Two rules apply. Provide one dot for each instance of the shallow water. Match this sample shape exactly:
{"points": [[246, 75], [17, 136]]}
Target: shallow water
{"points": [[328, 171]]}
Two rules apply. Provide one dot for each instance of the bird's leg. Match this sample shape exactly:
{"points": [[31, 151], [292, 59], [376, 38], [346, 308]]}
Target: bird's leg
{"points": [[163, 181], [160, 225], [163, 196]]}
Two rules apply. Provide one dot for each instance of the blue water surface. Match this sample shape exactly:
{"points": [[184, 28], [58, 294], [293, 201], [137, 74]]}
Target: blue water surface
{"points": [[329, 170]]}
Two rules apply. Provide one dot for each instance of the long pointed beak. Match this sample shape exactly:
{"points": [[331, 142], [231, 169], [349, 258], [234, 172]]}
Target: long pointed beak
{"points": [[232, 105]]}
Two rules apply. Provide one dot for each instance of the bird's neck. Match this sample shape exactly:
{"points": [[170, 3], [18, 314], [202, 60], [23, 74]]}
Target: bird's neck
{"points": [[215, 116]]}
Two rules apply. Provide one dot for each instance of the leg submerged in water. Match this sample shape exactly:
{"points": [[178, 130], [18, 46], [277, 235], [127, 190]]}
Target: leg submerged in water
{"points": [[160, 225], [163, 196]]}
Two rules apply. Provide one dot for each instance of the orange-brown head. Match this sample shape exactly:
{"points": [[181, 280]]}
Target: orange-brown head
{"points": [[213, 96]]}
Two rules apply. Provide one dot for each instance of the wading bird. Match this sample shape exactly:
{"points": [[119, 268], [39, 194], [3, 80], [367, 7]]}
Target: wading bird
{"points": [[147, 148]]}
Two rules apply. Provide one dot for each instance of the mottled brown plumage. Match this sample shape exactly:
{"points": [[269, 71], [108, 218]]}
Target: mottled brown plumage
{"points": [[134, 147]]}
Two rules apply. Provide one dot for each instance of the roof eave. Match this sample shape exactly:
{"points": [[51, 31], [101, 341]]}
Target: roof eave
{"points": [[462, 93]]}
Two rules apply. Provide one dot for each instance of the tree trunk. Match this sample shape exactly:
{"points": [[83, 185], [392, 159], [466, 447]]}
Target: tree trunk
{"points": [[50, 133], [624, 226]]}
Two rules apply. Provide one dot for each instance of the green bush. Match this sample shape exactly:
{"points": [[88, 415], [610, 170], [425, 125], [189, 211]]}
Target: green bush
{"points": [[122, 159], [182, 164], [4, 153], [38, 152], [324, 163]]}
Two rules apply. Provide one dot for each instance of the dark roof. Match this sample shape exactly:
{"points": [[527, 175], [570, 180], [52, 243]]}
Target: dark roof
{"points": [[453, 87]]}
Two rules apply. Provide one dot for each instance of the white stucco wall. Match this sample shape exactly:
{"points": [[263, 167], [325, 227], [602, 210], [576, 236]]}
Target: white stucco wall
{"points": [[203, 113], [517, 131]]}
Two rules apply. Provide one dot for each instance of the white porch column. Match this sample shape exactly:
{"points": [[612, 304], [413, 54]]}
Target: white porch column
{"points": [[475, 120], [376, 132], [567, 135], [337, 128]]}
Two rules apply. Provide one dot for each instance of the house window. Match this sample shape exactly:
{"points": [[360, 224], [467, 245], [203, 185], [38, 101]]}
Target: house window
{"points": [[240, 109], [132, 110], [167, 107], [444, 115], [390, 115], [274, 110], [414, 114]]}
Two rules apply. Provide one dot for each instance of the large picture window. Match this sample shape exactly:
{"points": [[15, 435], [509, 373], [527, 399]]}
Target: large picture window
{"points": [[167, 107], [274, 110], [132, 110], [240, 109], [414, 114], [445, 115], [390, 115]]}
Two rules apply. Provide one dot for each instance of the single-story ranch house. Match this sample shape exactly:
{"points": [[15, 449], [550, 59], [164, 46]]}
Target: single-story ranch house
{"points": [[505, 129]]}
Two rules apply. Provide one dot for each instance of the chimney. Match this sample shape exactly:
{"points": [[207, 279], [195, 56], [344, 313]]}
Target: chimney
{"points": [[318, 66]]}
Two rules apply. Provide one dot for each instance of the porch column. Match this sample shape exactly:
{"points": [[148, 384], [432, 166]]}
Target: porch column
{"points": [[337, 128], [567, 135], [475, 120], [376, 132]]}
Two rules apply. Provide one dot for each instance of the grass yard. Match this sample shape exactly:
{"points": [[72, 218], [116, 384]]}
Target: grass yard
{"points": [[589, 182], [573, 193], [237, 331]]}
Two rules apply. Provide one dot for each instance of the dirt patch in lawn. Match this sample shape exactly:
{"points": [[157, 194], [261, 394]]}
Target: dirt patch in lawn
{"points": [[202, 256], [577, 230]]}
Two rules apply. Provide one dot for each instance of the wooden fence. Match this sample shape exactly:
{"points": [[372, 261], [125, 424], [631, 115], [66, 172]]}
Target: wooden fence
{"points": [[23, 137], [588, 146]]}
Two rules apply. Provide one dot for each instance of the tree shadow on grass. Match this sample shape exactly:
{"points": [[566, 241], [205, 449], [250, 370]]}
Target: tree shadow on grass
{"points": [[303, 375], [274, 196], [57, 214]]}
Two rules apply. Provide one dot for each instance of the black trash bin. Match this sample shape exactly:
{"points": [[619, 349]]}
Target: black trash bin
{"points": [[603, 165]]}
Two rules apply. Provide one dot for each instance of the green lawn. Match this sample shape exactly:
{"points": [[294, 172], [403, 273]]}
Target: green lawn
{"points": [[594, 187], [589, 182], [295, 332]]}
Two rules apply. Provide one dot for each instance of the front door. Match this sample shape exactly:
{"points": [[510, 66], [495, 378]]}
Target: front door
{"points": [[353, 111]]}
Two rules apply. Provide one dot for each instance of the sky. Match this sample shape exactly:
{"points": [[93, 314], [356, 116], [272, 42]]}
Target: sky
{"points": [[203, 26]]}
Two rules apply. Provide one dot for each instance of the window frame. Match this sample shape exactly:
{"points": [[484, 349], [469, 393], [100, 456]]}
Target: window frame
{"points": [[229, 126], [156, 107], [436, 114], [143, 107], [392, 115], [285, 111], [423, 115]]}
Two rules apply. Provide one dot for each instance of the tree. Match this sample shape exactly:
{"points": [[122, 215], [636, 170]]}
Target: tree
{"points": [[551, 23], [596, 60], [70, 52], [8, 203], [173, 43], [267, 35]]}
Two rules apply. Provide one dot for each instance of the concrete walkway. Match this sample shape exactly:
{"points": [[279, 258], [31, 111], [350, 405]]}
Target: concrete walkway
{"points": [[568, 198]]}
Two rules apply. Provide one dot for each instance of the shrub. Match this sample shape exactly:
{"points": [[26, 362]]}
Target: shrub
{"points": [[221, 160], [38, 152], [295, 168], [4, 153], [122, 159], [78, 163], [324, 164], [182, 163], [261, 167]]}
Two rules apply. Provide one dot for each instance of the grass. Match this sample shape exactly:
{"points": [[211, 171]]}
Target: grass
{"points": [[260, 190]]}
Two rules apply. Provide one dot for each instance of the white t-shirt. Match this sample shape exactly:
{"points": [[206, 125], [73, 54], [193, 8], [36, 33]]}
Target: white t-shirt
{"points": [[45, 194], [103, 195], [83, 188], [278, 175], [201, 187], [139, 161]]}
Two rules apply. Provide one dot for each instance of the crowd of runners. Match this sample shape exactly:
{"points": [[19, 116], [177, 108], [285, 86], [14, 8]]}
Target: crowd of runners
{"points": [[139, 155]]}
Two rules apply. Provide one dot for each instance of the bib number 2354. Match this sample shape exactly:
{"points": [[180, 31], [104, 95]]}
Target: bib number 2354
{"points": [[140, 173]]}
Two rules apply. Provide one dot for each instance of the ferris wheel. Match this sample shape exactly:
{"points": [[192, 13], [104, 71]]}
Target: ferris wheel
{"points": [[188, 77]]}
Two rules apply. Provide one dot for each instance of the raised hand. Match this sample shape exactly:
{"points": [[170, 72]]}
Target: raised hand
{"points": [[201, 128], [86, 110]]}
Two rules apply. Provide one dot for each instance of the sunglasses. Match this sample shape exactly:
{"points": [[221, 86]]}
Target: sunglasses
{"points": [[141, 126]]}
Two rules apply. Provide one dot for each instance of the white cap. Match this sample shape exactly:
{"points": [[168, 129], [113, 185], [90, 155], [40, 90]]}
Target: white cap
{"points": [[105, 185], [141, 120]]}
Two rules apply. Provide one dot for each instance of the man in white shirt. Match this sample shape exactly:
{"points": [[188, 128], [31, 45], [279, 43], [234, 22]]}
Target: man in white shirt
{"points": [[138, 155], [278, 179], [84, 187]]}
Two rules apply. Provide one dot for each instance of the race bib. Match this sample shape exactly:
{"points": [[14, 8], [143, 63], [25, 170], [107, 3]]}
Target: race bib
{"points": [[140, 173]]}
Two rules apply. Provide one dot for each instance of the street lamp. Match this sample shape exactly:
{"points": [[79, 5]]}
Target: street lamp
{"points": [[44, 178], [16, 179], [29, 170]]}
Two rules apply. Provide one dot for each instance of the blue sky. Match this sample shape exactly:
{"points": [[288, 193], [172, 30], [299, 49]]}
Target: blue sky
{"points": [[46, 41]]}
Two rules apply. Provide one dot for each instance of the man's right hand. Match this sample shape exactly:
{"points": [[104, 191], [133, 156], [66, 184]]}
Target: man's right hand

SHORT TASK ::
Using the material above, reproduce exactly the line that contains "of the street" and all lines after it through the last one, and only those.

FINAL RESULT ::
Two rules apply. Provide one dot for each instance of the street lamp. Match this sample shape exactly:
{"points": [[79, 5]]}
Target: street lamp
{"points": [[44, 178], [16, 179], [29, 170]]}
Two rules apply. Provide one dot for each instance of the blue sky. Match this sample shape exactly:
{"points": [[288, 193], [172, 30], [299, 49]]}
Target: blue sky
{"points": [[46, 41]]}
Two rules apply. Provide one dot for each instance of the man's right hand. Match this sample shape exactly:
{"points": [[104, 191], [133, 156], [66, 184]]}
Target: man's right hand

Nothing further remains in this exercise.